◆ TEXT PASSAGE
□ □ □ □ □
From the Orca Origins series

An overview of the holiday of Passover is elaborated with personal narratives, the story’s connection to the Holocaust, and various Seder customs practiced in several countries around the world.

A Canadian author and child of Holocaust survivors, Polak introduces the topic through her own personal account of a secular Jewish upbringing in Montreal. She focuses on how her research on and interest in the Holocaust brought her full circle to hosting her first Seder. The first chapter is devoted to the traditional Haggada, the book used to recount the ancient story, which includes the various rituals performed at the ceremonial meal. She introduces Ben, a Lithuanian survivor, and his version of his family’s Passover observance before World War II. From here Polak clearly connects the biblical story of oppression, escape, and freedom to the Holocaust while segueing into modern-day observance and traditions. Two concluding chapters outline the Jewish community’s charitable commitment to providing food baskets and support for the needy as well as the diversity of multicultural traditions for the holiday as celebrated in not only Israel, but in some Asian, European, and African countries. A plethora of photographs, informational sidebars, drawings, and recipes break up the substantial yet enlightening text.
□ □ □ □ □
◆ STORED DATA
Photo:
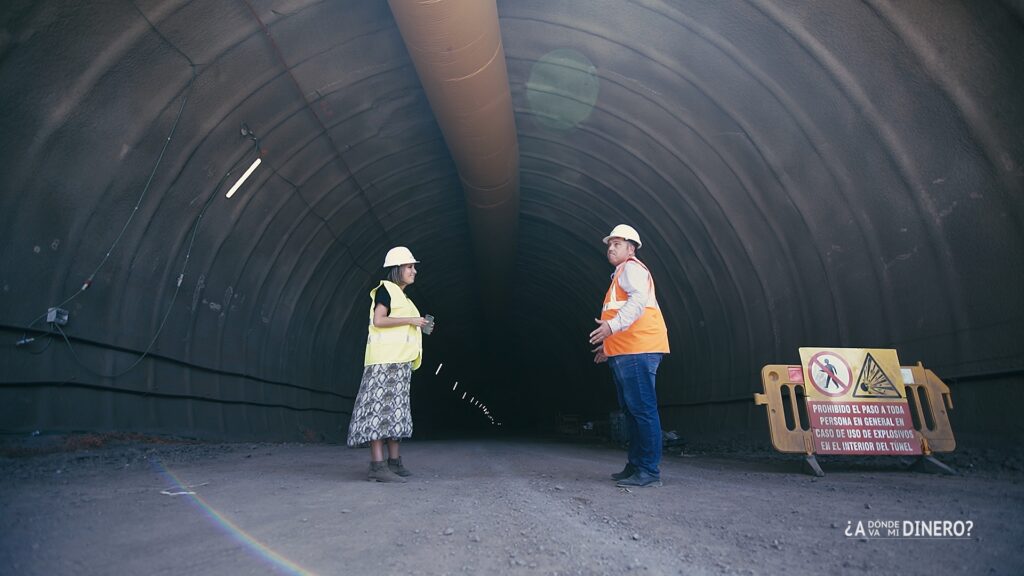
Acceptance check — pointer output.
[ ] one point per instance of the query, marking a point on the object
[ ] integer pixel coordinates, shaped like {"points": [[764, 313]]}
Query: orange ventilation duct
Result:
{"points": [[456, 46]]}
□ □ □ □ □
◆ EXERCISE INSTRUCTIONS
a – Answer these questions about the Passover book review above:
(i) In which city did the author have her secular Jewish upbringing?
(ii) What country is the survivor Ben from?
(iii) What does the review say the Haggada is?
b – List every feature that the Passover book review says breaks up the book's text.

◆ ANSWERS BELOW
a –
(i) Montreal
(ii) Lithuania
(iii) The book used to recount the ancient story, which includes the various rituals performed at the ceremonial meal.

b –
- Photographs
- Informational sidebars
- Drawings
- Recipes